:: EXTRAIT ::
►

Sans faire trop de bruit, l’implication de Dilia Lemaire dans le milieu associatif haïtien a été l’un des éléments clés de sa carrière. Elle a pu servir à différents niveaux, collaboré sur différents projets et avec diverses instances du secteur des droits humains et des femmes et laissé son empreinte dans différentes initiatives et plaidoyers pour le respect des droits fondamentaux des citoyennes et des citoyens de ce pays. La grande marche du 3 avril 1986, la Loi sur la paternité, la maternité, et la filiation, le Collectif Contre l’Impunité et la plainte portée contre le dictateur Jean-Claude Duvalier, etc.
« Il y a des hommes et des femmes dans ce pays et c’est ce qui fait sa richesse »

◄

:: CONSIGNE A ::
Pour chaque affirmation ci-dessous, dites par oui ou par non si elle concorde avec l’extrait, et citez à l’identique les mots de l’extrait qui tranchent. (i) L’implication de Dilia Lemaire dans le milieu associatif haïtien a compté parmi les éléments clés de sa carrière. (ii) Dilia Lemaire s’est impliquée dans le milieu associatif en faisant beaucoup de bruit. (iii) La grande marche mentionnée a eu lieu le 3 avril 1986.
:: CONSIGNE B ::
Recopiez le passage de l’extrait qui va de « Sans faire trop » jusqu’à « Jean-Claude Duvalier, etc. » inclus, en renommant « Dilia Lemaire » en « Mme Lemaire ».

:: DONNÉES ENREGISTRÉES ::
►

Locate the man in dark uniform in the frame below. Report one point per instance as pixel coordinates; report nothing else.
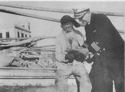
(108, 47)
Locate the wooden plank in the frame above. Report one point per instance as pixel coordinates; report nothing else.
(58, 10)
(28, 15)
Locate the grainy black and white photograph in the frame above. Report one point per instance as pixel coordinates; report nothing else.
(62, 46)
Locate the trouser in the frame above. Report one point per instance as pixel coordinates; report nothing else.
(104, 71)
(78, 70)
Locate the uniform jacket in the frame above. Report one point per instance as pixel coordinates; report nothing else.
(101, 30)
(63, 44)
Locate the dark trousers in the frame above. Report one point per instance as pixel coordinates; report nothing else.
(105, 70)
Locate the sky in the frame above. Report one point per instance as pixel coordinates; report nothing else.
(49, 28)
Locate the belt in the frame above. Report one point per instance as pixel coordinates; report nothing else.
(100, 51)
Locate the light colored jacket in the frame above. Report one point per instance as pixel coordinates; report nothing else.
(62, 43)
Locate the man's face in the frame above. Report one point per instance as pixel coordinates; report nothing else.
(83, 21)
(68, 27)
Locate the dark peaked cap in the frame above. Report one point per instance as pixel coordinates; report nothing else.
(80, 13)
(66, 19)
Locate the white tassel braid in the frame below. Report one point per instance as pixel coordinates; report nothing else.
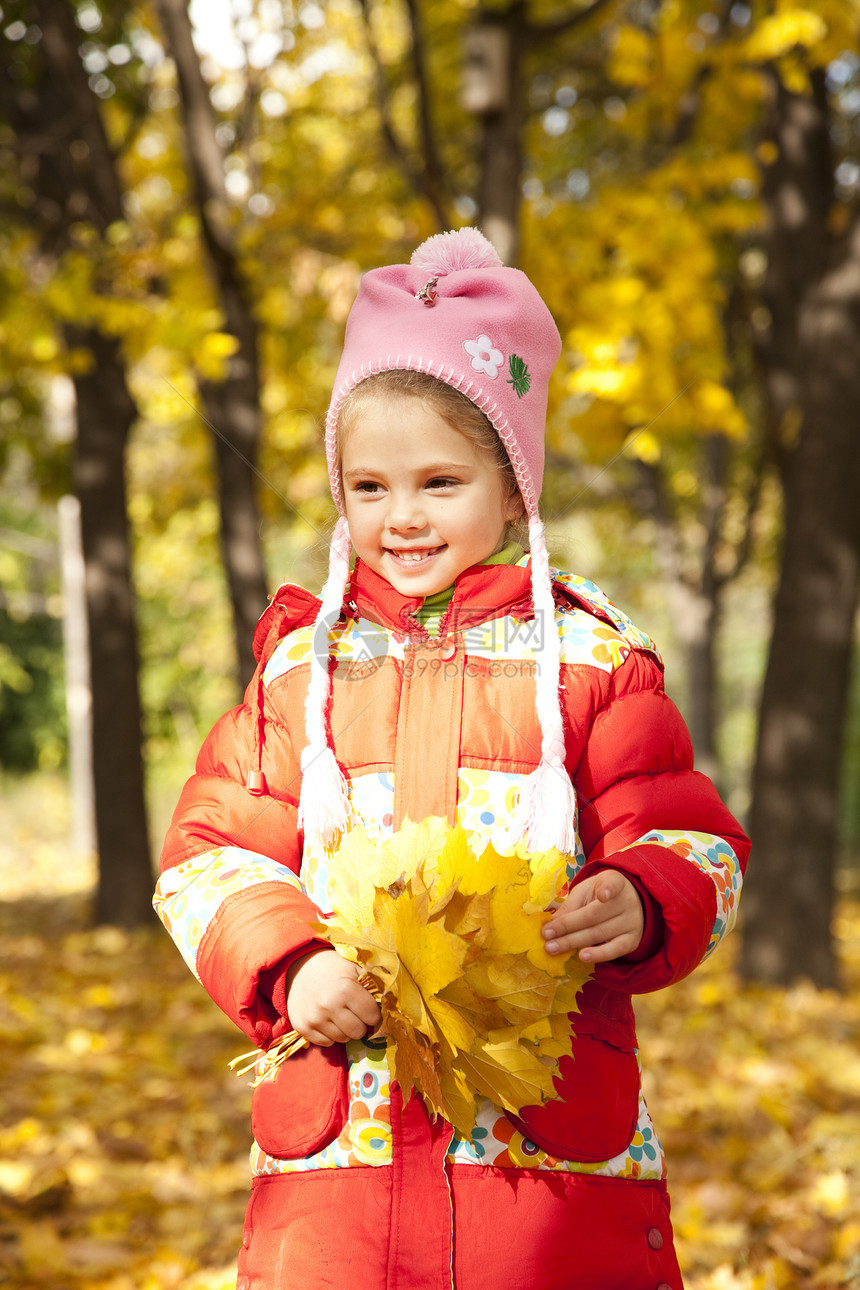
(546, 810)
(324, 803)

◄

:: ZONE DE RÉPONSE A ::
(i) Oui : « l’implication de Dilia Lemaire dans le milieu associatif haïtien a été l’un des éléments clés de sa carrière »
(ii) Non : « Sans faire trop de bruit »
(iii) Oui : « La grande marche du 3 avril 1986 »

:: ZONE DE RÉPONSE B ::
Sans faire trop de bruit, l’implication de Mme Lemaire dans le milieu associatif haïtien a été l’un des éléments clés de sa carrière. Elle a pu servir à différents niveaux, collaboré sur différents projets et avec diverses instances du secteur des droits humains et des femmes et laissé son empreinte dans différentes initiatives et plaidoyers pour le respect des droits fondamentaux des citoyennes et des citoyens de ce pays. La grande marche du 3 avril 1986, la Loi sur la paternité, la maternité, et la filiation, le Collectif Contre l’Impunité et la plainte portée contre le dictateur Jean-Claude Duvalier, etc.